Given passage →
= Beginning of Section =

5 Clemson Tigers most likely to leave after 2025 (And 2 Already Gone)

Cade Klubnik and Antonio Williams are already out the door. Here are the Clemson Tigers most likely to bolt next — from first-round defensive stars to portal flight risks who could reshape the 2026 roster.
Florida State v Clemson
Florida State v Clemson | David Jensen/GettyImages

The soft launch is over. Clemson’s offseason is officially real.

Cade Klubnik used Senior Day to call South Carolina his “final game in Death Valley.” Antonio Williams has already told the world he’s turning pro. And behind them, a wave of NFL and portal decisions is about to determine what Clemson football looks like in 2026.

Here are five Tigers most likely to leave, plus two who have already confirmed they’re gone.

1. Cade Klubnik, QB — The Era Is Over

This one’s already settled.

= End of Section =

What to produce →
Lift the entire article on Clemson's likely departures from above and reproduce every line of it verbatim.

Records shown →
= Beginning of Section =

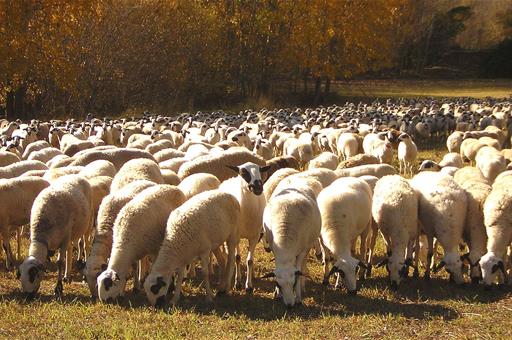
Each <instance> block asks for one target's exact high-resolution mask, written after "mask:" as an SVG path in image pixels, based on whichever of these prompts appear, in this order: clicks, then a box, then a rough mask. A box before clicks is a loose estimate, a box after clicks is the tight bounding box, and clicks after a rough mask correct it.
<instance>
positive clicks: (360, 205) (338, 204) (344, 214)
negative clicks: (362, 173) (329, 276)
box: [317, 178, 372, 294]
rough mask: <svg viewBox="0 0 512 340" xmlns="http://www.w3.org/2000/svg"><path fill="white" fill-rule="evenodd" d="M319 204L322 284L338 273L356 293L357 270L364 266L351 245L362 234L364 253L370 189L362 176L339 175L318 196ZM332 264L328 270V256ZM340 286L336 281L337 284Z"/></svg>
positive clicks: (362, 240)
mask: <svg viewBox="0 0 512 340" xmlns="http://www.w3.org/2000/svg"><path fill="white" fill-rule="evenodd" d="M317 201H318V207H319V209H320V214H321V216H322V228H321V239H322V247H323V249H324V266H325V272H324V283H325V284H327V283H328V280H329V276H330V275H332V274H334V273H338V274H339V275H340V276H341V277H342V278H343V279H344V280H345V285H346V287H347V290H348V291H349V293H351V294H355V293H356V292H357V280H356V269H357V268H358V267H363V268H365V269H367V266H366V265H365V264H364V263H363V262H362V261H361V259H356V258H354V257H353V255H355V254H352V251H351V249H352V246H353V244H355V242H356V239H357V238H358V237H359V236H361V240H362V241H361V246H360V256H361V257H363V256H365V254H366V236H367V233H368V232H369V230H370V223H371V218H372V215H371V209H372V190H371V188H370V186H369V185H368V184H367V183H366V182H365V181H364V180H362V179H358V178H340V179H337V180H336V181H334V182H333V183H332V184H331V185H330V186H328V187H327V188H325V189H324V190H322V192H321V193H320V195H318V199H317ZM327 254H332V256H333V261H334V264H333V267H332V268H331V270H330V271H329V272H328V271H327V268H328V262H329V257H330V256H328V255H327ZM337 285H339V282H338V284H337Z"/></svg>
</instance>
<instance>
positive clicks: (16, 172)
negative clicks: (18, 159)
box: [0, 161, 48, 179]
mask: <svg viewBox="0 0 512 340" xmlns="http://www.w3.org/2000/svg"><path fill="white" fill-rule="evenodd" d="M30 170H48V167H47V166H46V165H45V164H44V163H43V162H40V161H20V162H17V163H13V164H11V165H8V166H4V167H2V168H0V179H1V178H13V177H18V176H20V175H22V174H24V173H25V172H27V171H30Z"/></svg>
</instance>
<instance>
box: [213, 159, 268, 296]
mask: <svg viewBox="0 0 512 340" xmlns="http://www.w3.org/2000/svg"><path fill="white" fill-rule="evenodd" d="M230 168H231V169H232V170H233V171H234V172H236V173H237V174H238V176H237V177H235V178H230V179H228V180H226V181H224V182H222V184H221V185H220V186H219V190H220V191H223V192H226V193H229V194H231V195H233V196H234V197H235V198H236V199H237V201H238V203H239V205H240V225H239V235H240V238H245V239H247V240H248V241H249V246H248V251H247V280H246V283H245V290H246V292H247V293H249V294H250V293H252V292H253V286H252V279H253V276H254V261H253V257H254V250H255V249H256V244H257V243H258V241H259V238H260V233H261V226H262V218H263V210H264V209H265V196H263V195H262V193H263V181H262V180H261V173H264V172H265V171H267V170H268V166H264V167H260V166H258V165H256V164H254V163H250V162H248V163H244V164H242V165H240V166H238V167H231V166H230ZM240 262H241V258H240V250H239V249H238V246H237V249H236V274H235V286H236V288H237V289H241V288H242V283H241V280H242V278H241V275H242V274H241V268H240Z"/></svg>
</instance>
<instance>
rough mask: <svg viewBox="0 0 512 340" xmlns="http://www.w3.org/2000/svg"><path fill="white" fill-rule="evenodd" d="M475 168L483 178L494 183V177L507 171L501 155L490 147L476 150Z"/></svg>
mask: <svg viewBox="0 0 512 340" xmlns="http://www.w3.org/2000/svg"><path fill="white" fill-rule="evenodd" d="M475 161H476V166H477V168H478V169H480V171H481V172H482V174H483V175H484V177H485V178H487V179H488V180H489V181H490V182H492V181H494V179H495V178H496V176H498V175H499V174H500V173H501V172H503V171H505V170H506V169H507V165H506V163H505V158H504V157H503V156H502V155H501V153H500V152H499V151H498V150H496V149H495V148H493V147H491V146H484V147H482V148H480V150H478V153H477V154H476V157H475Z"/></svg>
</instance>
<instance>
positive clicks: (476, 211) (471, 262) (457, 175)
mask: <svg viewBox="0 0 512 340" xmlns="http://www.w3.org/2000/svg"><path fill="white" fill-rule="evenodd" d="M454 180H455V182H456V183H457V184H459V185H460V186H461V188H462V189H464V190H465V191H466V194H467V200H468V205H467V212H466V223H465V226H464V233H463V239H464V240H465V241H466V243H467V245H468V248H469V253H468V254H465V255H463V259H464V260H465V261H466V262H469V266H470V269H471V273H470V276H471V282H473V283H478V281H479V280H480V278H481V272H480V268H479V265H478V261H479V260H480V258H481V257H482V255H484V254H485V252H486V244H487V234H486V232H485V225H484V213H483V207H484V203H485V200H486V199H487V196H488V195H489V193H490V192H491V186H490V185H489V183H488V181H487V179H485V178H484V177H482V174H481V173H480V170H478V169H477V168H473V167H466V168H463V169H459V170H458V171H457V173H456V174H455V176H454Z"/></svg>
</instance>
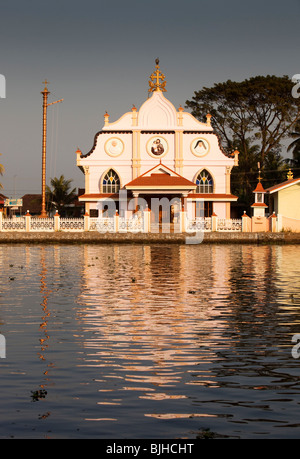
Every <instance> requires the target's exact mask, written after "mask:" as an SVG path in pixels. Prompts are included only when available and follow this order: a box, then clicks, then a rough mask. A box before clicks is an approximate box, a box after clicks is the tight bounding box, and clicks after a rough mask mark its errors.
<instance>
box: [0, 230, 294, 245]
mask: <svg viewBox="0 0 300 459" xmlns="http://www.w3.org/2000/svg"><path fill="white" fill-rule="evenodd" d="M200 242H202V243H203V244H206V243H223V244H274V243H277V244H299V243H300V233H288V232H281V233H239V232H238V233H234V232H232V233H218V232H211V233H209V232H208V233H204V236H203V240H202V241H201V240H200ZM6 243H25V244H26V243H28V244H29V243H30V244H33V243H35V244H38V243H41V244H46V243H52V244H56V243H64V244H74V243H76V244H78V243H82V244H84V243H97V244H108V243H118V244H121V243H130V244H131V243H140V244H150V243H151V244H152V243H169V244H170V243H177V244H186V243H188V244H193V243H194V244H196V243H197V240H196V239H194V238H193V234H187V233H163V234H162V233H99V232H97V231H89V232H83V231H81V232H78V233H77V232H69V233H68V232H49V233H48V232H40V233H38V232H36V233H25V232H24V233H23V232H6V233H0V244H6ZM198 243H199V242H198Z"/></svg>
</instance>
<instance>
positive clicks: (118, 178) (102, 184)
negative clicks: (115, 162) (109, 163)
mask: <svg viewBox="0 0 300 459" xmlns="http://www.w3.org/2000/svg"><path fill="white" fill-rule="evenodd" d="M119 189H120V179H119V176H118V174H117V173H116V172H115V171H114V170H113V169H109V171H108V172H107V173H106V174H105V176H104V178H103V182H102V192H103V193H117V192H118V191H119Z"/></svg>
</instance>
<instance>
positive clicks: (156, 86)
mask: <svg viewBox="0 0 300 459" xmlns="http://www.w3.org/2000/svg"><path fill="white" fill-rule="evenodd" d="M155 69H156V70H155V72H153V73H152V75H150V80H149V90H148V92H153V91H163V92H165V91H166V83H167V82H166V77H165V75H164V74H163V73H161V71H160V70H159V59H155Z"/></svg>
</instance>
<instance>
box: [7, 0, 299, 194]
mask: <svg viewBox="0 0 300 459" xmlns="http://www.w3.org/2000/svg"><path fill="white" fill-rule="evenodd" d="M299 17H300V0H286V1H285V2H282V0H265V1H264V2H263V1H261V0H252V1H250V2H244V1H241V0H226V1H225V0H214V1H208V0H184V1H183V0H159V1H158V0H152V1H145V0H126V1H125V0H109V1H108V0H106V1H103V0H85V1H79V0H72V1H67V0H59V1H57V0H51V1H47V2H46V1H44V0H0V75H3V76H4V77H5V81H6V93H5V98H0V153H1V156H0V163H1V164H3V166H4V167H5V173H4V174H3V176H2V177H0V182H1V183H2V185H3V190H2V193H3V194H5V195H6V196H8V197H12V198H19V197H22V196H23V195H24V194H26V193H40V192H41V168H42V95H41V91H42V90H43V88H44V85H43V81H44V80H45V79H47V80H48V81H49V82H50V84H49V86H48V89H49V90H50V92H51V94H50V95H49V99H48V103H51V102H54V101H57V100H59V99H64V100H63V102H61V103H58V104H54V105H52V106H50V107H48V110H47V113H48V123H47V127H48V134H47V183H48V184H49V181H50V178H53V177H59V176H60V175H62V174H63V175H64V176H65V178H67V179H72V180H73V182H72V185H73V187H76V188H78V187H84V176H83V174H82V172H81V171H80V170H79V169H78V168H77V166H76V154H75V152H76V150H77V148H80V149H81V150H82V152H83V153H87V152H88V151H89V150H90V149H91V148H92V146H93V141H94V136H95V134H96V133H97V132H98V131H100V130H101V129H102V127H103V125H104V118H103V116H104V113H105V111H107V112H108V113H109V115H110V121H111V122H112V121H116V120H117V119H118V118H119V117H120V116H122V115H123V113H125V112H128V111H130V110H131V107H132V105H133V104H134V105H135V106H136V107H137V108H139V107H140V106H141V105H142V103H143V102H144V101H145V100H146V99H147V96H148V80H149V76H150V75H151V73H152V72H153V71H154V69H155V59H156V58H159V59H160V68H161V71H162V72H163V73H164V74H165V76H166V80H167V86H166V88H167V93H165V96H166V97H167V98H168V99H169V100H170V101H171V102H172V103H173V104H174V105H175V107H179V105H182V106H184V105H185V102H186V100H188V99H191V98H192V97H193V94H194V91H198V90H200V89H202V88H203V87H211V86H213V85H214V84H215V83H219V82H224V81H227V80H228V79H230V80H233V81H242V80H244V79H246V78H250V77H253V76H256V75H277V76H283V75H288V76H290V77H291V78H292V76H293V75H295V74H300V58H299V56H300V53H299V49H300V46H299V44H300V34H299ZM0 95H1V88H0Z"/></svg>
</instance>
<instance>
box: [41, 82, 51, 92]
mask: <svg viewBox="0 0 300 459" xmlns="http://www.w3.org/2000/svg"><path fill="white" fill-rule="evenodd" d="M49 83H50V81H47V80H45V81H43V84H44V85H45V88H44V92H49V90H48V88H47V84H49Z"/></svg>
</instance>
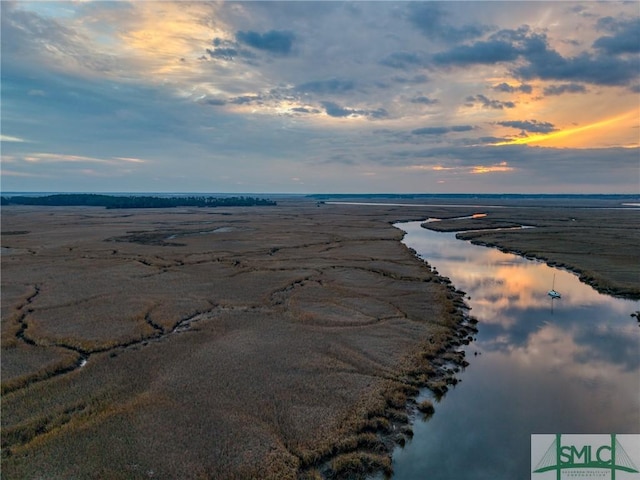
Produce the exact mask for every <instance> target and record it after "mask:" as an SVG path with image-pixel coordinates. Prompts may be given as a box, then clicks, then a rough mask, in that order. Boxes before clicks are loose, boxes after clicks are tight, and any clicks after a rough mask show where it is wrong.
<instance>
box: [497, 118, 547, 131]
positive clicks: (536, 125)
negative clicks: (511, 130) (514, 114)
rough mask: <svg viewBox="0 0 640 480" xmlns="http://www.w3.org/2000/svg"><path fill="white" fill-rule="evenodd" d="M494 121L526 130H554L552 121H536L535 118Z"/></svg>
mask: <svg viewBox="0 0 640 480" xmlns="http://www.w3.org/2000/svg"><path fill="white" fill-rule="evenodd" d="M496 123H497V124H498V125H502V126H503V127H511V128H517V129H520V130H524V131H526V132H535V133H549V132H553V131H555V130H556V128H555V126H554V125H553V123H550V122H538V121H537V120H511V121H504V122H496Z"/></svg>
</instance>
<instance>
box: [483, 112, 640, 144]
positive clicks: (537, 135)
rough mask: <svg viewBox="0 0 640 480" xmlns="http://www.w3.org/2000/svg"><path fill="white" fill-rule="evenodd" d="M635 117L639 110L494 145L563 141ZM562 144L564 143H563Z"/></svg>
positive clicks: (529, 143)
mask: <svg viewBox="0 0 640 480" xmlns="http://www.w3.org/2000/svg"><path fill="white" fill-rule="evenodd" d="M632 116H635V118H636V120H637V119H638V116H639V112H638V110H632V111H630V112H627V113H624V114H622V115H617V116H615V117H611V118H607V119H605V120H600V121H598V122H594V123H590V124H588V125H583V126H581V127H575V128H567V129H564V130H560V131H557V132H551V133H546V134H536V135H530V136H528V137H524V138H516V139H513V140H507V141H505V142H498V143H494V144H492V145H493V146H502V145H528V144H530V143H540V142H547V141H554V140H562V139H566V138H567V137H571V136H574V135H576V134H579V133H583V132H586V131H592V130H597V129H604V128H605V127H612V126H614V125H615V124H618V123H620V122H622V121H623V120H627V119H629V118H631V117H632ZM561 143H562V142H561ZM554 146H569V145H554ZM627 146H637V144H636V145H627Z"/></svg>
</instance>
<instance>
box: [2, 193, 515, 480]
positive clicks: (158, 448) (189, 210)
mask: <svg viewBox="0 0 640 480" xmlns="http://www.w3.org/2000/svg"><path fill="white" fill-rule="evenodd" d="M436 210H437V212H434V210H432V209H431V208H427V207H425V208H424V209H418V210H416V209H415V208H414V209H411V211H408V210H406V209H405V210H403V209H401V208H398V207H373V208H371V209H363V208H354V207H348V206H329V205H326V206H323V207H322V208H317V207H316V206H315V203H314V202H309V203H305V202H302V203H291V204H284V205H282V206H278V207H277V208H273V209H264V208H238V209H183V210H167V211H157V210H154V211H146V210H136V211H131V212H114V211H106V210H101V209H91V208H44V207H43V208H35V207H7V208H4V209H3V215H2V230H3V231H5V232H20V233H19V234H15V235H9V236H7V237H6V238H5V237H4V236H3V239H2V242H3V246H6V247H10V250H7V251H6V252H8V254H6V255H5V254H3V256H2V272H3V275H2V290H3V295H2V336H3V338H2V388H3V392H4V394H3V395H2V443H3V458H2V478H34V477H38V476H40V477H53V478H55V477H57V478H77V479H83V478H149V476H151V475H153V476H157V477H159V478H185V479H189V478H203V479H204V478H220V479H229V480H234V479H240V478H242V479H244V478H278V479H286V478H291V479H294V478H299V479H303V478H306V479H316V480H317V479H319V478H323V477H330V476H333V477H335V478H348V477H349V476H358V475H362V474H363V472H370V471H374V470H375V471H380V470H382V471H388V469H390V465H391V463H390V451H391V449H392V448H393V443H394V442H398V443H401V442H402V438H404V437H407V436H410V435H411V428H410V425H409V423H408V422H410V417H409V409H408V408H407V403H410V401H411V399H412V398H414V397H415V396H416V395H417V393H418V388H422V387H425V386H427V387H429V388H431V389H432V390H433V391H434V392H436V394H444V392H445V391H446V389H448V388H450V387H451V385H452V384H454V383H455V380H454V379H455V368H453V366H455V365H459V366H464V364H465V361H464V358H463V356H462V355H461V354H459V353H455V351H456V350H457V349H458V348H459V346H460V345H462V344H464V343H465V342H466V341H468V340H467V338H468V336H469V335H471V334H472V333H473V331H474V327H473V325H472V322H470V321H469V322H468V321H467V320H466V319H465V317H464V315H463V313H462V312H461V310H460V308H461V306H462V305H463V304H462V301H461V299H462V295H463V294H462V293H461V292H456V291H455V290H454V289H453V287H452V286H451V285H450V284H449V283H448V282H446V281H444V280H442V279H440V278H438V277H437V276H436V275H435V274H434V273H433V272H432V271H431V269H430V268H429V267H428V266H426V265H425V264H424V263H423V262H421V261H418V260H417V259H416V258H415V257H414V255H413V253H412V252H411V251H410V250H408V249H407V248H406V247H404V246H403V245H402V244H401V243H400V242H399V240H400V239H401V237H402V233H401V232H400V231H399V230H397V229H394V228H392V226H391V225H390V223H391V222H393V221H396V220H401V219H419V218H426V217H428V216H433V215H434V213H444V212H445V210H443V209H436ZM455 213H456V214H465V213H467V212H461V211H460V210H459V209H457V210H456V211H455ZM470 213H473V212H470ZM518 221H519V219H518ZM221 227H224V230H222V231H218V232H219V233H216V230H217V229H218V228H221ZM200 232H207V233H204V234H200ZM170 236H174V238H173V239H171V240H170V241H169V240H168V239H169V237H170ZM172 244H173V245H172ZM176 244H180V245H176ZM5 292H6V294H5ZM82 352H84V354H85V355H86V356H87V357H88V363H87V364H86V366H84V367H82V368H75V367H74V366H75V365H76V363H75V362H77V361H78V359H79V358H80V353H82ZM67 366H72V367H74V368H73V369H71V370H70V371H67V372H66V373H63V372H65V370H69V369H67V368H66V367H67Z"/></svg>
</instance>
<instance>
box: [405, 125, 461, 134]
mask: <svg viewBox="0 0 640 480" xmlns="http://www.w3.org/2000/svg"><path fill="white" fill-rule="evenodd" d="M470 130H473V126H472V125H454V126H451V127H423V128H416V129H415V130H412V131H411V133H413V134H414V135H443V134H445V133H449V132H468V131H470Z"/></svg>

= End of Section =

Exercise solution →
5 Clemson Tigers most likely to leave after 2025 (And 2 Already Gone)

Cade Klubnik and Antonio Williams are already out the door. Here are the Clemson Tigers most likely to bolt next — from first-round defensive stars to portal flight risks who could reshape the 2026 roster.
Florida State v Clemson
Florida State v Clemson | David Jensen/GettyImages

The soft launch is over. Clemson’s offseason is officially real.

Cade Klubnik used Senior Day to call South Carolina his “final game in Death Valley.” Antonio Williams has already told the world he’s turning pro. And behind them, a wave of NFL and portal decisions is about to determine what Clemson football looks like in 2026.

Here are five Tigers most likely to leave, plus two who have already confirmed they’re gone.

1. Cade Klubnik, QB — The Era Is Over

This one’s already settled.